▶ [The task] Word for word, restate the entries that follow.

--- The input ---

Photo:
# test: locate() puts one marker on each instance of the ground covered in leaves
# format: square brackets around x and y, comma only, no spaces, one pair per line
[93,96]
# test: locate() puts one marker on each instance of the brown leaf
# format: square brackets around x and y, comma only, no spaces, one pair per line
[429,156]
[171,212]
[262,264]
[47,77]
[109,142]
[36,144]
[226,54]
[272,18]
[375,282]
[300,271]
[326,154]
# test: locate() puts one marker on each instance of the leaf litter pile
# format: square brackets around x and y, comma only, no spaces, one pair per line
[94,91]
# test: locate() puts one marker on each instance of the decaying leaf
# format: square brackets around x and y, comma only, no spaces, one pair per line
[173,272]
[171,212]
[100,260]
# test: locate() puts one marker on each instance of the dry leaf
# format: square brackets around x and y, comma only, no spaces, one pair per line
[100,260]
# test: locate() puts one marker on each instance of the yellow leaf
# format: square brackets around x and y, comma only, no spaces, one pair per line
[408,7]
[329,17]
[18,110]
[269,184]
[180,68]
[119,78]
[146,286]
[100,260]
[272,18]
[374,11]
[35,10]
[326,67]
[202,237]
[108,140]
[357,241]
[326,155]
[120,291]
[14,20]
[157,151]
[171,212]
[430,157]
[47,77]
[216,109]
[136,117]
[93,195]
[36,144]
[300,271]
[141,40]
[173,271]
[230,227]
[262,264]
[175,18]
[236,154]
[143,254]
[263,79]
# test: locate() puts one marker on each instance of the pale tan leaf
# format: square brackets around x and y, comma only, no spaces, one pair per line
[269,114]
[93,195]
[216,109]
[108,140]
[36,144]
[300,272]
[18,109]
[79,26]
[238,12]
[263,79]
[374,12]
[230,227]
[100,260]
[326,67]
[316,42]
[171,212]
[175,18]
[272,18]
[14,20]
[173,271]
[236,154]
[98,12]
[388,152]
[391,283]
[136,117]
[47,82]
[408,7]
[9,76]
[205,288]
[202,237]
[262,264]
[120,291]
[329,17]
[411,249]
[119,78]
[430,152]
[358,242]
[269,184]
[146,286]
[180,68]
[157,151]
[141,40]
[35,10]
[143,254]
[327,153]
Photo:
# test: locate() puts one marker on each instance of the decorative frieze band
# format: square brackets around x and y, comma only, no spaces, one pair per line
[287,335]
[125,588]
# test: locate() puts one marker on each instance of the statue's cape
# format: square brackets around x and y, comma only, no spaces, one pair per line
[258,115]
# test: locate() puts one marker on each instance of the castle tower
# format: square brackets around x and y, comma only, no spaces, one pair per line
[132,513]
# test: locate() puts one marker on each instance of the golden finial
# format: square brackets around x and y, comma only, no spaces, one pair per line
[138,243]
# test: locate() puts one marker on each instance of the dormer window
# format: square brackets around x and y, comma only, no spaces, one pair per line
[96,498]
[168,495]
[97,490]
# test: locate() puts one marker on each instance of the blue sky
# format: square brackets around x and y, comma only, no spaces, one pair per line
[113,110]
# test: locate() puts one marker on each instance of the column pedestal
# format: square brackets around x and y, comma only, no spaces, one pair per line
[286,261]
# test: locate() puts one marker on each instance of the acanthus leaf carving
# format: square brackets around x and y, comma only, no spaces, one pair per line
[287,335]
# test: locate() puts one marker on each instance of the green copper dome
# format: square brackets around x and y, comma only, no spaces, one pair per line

---

▶ [Your solution]
Photo:
# test: locate() puts one marker on each instance of the ground covered in leaves
# format: square brackets around x and y, comma only, no spaces, one pair per line
[93,96]
# test: locate() puts one marker on each instance of the brown leaf
# format: square brackets around x and y, comma only, no spaces, one pair per line
[429,156]
[171,212]
[262,264]
[47,77]
[109,142]
[36,144]
[226,54]
[272,18]
[375,282]
[300,271]
[326,154]
# test: locate() puts one marker on each instance of the leaf litter pile
# format: square brackets around x and y, comma only, no spaces, one pair per line
[94,91]
# test: locate() puts one marker on each instance of the decaying leaf
# format: square brackets around x and y, comma only, no spaces, one pair per line
[173,272]
[171,212]
[100,260]
# test: locate() puts one marker on each instance of the dry leaf
# format: square brackets around x and y, comma only, no spaces, one pair per line
[100,260]
# test: locate() puts one marker on each instance of the yellow leaf
# format: square brackets around x and y, comma only, no spaces, one pair per line
[408,7]
[329,17]
[18,110]
[269,184]
[180,68]
[119,78]
[146,286]
[100,260]
[272,18]
[374,11]
[35,10]
[326,67]
[202,237]
[108,140]
[357,241]
[326,155]
[120,291]
[14,20]
[157,151]
[171,212]
[430,157]
[47,77]
[216,109]
[136,117]
[93,195]
[36,144]
[300,271]
[141,40]
[173,271]
[230,227]
[262,264]
[175,18]
[236,154]
[143,254]
[263,79]
# test: locate() puts one marker on each instance of the pale tan leaf
# format: square brackets around x and y, comma only, no spaces, one pair per line
[269,114]
[93,195]
[216,109]
[108,140]
[36,144]
[300,272]
[18,109]
[79,26]
[238,12]
[263,79]
[374,12]
[230,227]
[100,260]
[326,67]
[316,42]
[171,212]
[175,18]
[272,18]
[14,20]
[173,271]
[236,154]
[98,12]
[388,152]
[391,283]
[136,117]
[47,82]
[408,7]
[9,76]
[205,288]
[202,237]
[262,264]
[120,291]
[329,17]
[411,249]
[119,78]
[430,152]
[358,242]
[269,184]
[146,286]
[180,68]
[157,151]
[141,40]
[35,10]
[143,254]
[327,153]
Photo:
# test: locate() puts one marker on each instance of the decorative frieze band
# format: square brackets around x and y, comma only, no spaces, one pair per line
[287,335]
[125,588]
# test: locate() puts one marker on each instance of the statue's cape
# format: square brackets around x and y, comma only, no spaces, one pair per line
[258,115]
# test: locate() puts one marker on each instance of the castle tower
# format: square brackets around x and y, comma only, no spaces, one pair per line
[132,513]
# test: locate() puts one marker on each instance of the golden finial
# format: square brackets around x and y, comma only, no spaces, one pair per line
[138,243]
# test: locate() puts one marker on each instance of the dormer window
# format: square brackets around x and y, comma only, no spaces, one pair per line
[96,498]
[168,495]
[97,490]
# test: locate() puts one marker on each instance of the blue sky
# format: square brackets around x and y, comma only, no spaces, one pair per line
[113,110]
# test: locate() puts one marker on each instance of the column pedestal
# format: square brackets around x and y, comma only, no spaces, one pair per line
[286,261]
# test: locate() puts one marker on each instance of the acanthus leaf carving
# format: square brackets around x and y, comma only, no spaces, one pair per line
[287,335]
# test: locate() puts one marker on each instance of the green copper dome
# format: square brackets around x and y, comma only, no spaces, one pair per line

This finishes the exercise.